In the entries below, how many lines contain the string "tire"? Give the number by itself.

▸ DATA SHOWN
---

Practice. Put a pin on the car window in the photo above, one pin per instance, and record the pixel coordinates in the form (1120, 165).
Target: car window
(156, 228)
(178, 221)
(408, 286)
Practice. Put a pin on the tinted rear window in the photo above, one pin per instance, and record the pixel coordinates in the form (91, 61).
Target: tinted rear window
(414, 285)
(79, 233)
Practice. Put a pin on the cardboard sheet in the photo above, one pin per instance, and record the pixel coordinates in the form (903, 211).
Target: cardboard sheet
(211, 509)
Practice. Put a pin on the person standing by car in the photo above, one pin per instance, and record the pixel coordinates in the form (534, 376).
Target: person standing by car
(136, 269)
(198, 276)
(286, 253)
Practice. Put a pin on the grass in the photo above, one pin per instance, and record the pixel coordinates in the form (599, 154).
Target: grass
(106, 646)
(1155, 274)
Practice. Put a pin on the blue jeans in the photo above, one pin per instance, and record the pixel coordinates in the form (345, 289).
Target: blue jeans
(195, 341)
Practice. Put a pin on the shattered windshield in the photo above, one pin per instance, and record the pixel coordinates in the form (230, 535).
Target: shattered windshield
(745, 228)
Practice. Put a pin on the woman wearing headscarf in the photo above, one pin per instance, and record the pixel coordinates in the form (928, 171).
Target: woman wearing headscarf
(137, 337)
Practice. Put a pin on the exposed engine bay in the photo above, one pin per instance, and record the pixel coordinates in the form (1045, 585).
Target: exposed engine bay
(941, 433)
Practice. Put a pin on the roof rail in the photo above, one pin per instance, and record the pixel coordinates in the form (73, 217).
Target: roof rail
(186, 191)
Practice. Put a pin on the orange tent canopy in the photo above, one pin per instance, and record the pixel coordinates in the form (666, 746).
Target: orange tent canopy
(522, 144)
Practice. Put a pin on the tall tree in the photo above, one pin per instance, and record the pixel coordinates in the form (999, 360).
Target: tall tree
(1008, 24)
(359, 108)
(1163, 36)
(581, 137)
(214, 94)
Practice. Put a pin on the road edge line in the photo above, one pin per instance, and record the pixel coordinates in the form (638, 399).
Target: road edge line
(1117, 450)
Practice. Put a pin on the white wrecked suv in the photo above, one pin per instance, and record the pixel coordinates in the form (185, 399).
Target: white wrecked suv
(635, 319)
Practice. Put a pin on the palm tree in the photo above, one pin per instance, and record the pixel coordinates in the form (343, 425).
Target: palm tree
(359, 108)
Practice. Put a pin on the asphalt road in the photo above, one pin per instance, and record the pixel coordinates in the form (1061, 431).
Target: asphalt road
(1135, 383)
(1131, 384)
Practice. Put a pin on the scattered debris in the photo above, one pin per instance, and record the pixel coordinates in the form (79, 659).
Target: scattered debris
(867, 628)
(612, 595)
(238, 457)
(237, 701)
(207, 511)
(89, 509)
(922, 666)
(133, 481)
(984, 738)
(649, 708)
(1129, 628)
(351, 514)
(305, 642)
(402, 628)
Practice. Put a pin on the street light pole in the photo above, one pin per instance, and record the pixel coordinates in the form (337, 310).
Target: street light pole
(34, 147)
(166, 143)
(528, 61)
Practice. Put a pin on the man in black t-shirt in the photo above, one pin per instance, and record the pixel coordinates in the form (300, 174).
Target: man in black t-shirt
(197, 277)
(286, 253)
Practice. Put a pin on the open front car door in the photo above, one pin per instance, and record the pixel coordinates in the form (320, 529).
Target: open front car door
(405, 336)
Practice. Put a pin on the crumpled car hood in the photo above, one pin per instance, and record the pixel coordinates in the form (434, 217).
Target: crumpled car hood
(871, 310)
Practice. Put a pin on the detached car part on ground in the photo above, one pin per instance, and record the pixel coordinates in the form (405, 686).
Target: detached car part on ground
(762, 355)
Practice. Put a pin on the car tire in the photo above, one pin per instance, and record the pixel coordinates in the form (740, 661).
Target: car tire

---

▸ EXERCISE SOLUTION
2